■ **WHAT IS NEEDED**
Please locate each line in the records below that contains the word "slope", and copy those lines.

====================

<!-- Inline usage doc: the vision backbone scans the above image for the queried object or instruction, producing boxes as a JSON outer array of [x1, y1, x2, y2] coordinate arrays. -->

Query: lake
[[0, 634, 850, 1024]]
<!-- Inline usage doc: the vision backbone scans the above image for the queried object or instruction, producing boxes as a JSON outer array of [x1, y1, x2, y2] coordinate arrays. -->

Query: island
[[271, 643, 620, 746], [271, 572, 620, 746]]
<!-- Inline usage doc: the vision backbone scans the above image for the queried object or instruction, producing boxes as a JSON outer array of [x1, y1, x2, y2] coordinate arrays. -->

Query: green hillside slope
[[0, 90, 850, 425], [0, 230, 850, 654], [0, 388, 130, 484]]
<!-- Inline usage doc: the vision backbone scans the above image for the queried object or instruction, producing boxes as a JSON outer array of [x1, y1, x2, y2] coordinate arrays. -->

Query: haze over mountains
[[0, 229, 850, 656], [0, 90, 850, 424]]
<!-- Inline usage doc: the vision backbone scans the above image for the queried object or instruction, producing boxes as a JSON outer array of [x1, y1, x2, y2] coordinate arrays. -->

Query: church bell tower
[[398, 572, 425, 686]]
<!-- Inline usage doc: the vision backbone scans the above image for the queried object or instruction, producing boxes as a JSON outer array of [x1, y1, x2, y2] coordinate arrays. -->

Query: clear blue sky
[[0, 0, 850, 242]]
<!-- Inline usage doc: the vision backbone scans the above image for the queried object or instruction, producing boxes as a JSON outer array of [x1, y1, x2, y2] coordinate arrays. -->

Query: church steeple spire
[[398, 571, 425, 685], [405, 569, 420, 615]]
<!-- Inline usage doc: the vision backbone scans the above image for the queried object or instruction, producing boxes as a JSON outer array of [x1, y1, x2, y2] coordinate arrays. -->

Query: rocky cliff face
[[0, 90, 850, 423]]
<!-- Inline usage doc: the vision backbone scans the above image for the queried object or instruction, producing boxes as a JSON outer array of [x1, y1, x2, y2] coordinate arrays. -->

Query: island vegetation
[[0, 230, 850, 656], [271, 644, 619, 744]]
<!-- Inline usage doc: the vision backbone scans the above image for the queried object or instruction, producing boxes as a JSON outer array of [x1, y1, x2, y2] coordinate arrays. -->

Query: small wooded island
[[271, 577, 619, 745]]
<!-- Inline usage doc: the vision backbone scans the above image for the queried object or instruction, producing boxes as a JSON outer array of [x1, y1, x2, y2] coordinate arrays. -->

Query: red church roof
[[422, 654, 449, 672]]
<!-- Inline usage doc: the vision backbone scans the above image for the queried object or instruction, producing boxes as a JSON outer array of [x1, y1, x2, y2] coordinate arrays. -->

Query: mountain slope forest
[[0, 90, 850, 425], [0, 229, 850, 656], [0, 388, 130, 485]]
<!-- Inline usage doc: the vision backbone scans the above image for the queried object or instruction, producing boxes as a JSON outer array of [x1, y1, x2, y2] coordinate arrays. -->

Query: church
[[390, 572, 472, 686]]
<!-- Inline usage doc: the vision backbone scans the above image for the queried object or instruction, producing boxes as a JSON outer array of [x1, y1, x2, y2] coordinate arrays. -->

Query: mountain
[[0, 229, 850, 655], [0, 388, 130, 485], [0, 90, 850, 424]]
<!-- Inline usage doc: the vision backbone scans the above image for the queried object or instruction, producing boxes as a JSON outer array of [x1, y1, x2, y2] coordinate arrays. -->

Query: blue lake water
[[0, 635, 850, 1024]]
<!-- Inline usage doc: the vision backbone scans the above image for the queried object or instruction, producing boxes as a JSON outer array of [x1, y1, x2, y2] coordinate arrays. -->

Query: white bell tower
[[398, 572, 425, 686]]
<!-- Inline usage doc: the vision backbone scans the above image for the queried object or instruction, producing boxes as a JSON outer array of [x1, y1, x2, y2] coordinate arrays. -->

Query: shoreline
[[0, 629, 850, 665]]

====================

■ **RESULT FOR THIS TASK**
Query: green hillside slope
Query: mountain slope forest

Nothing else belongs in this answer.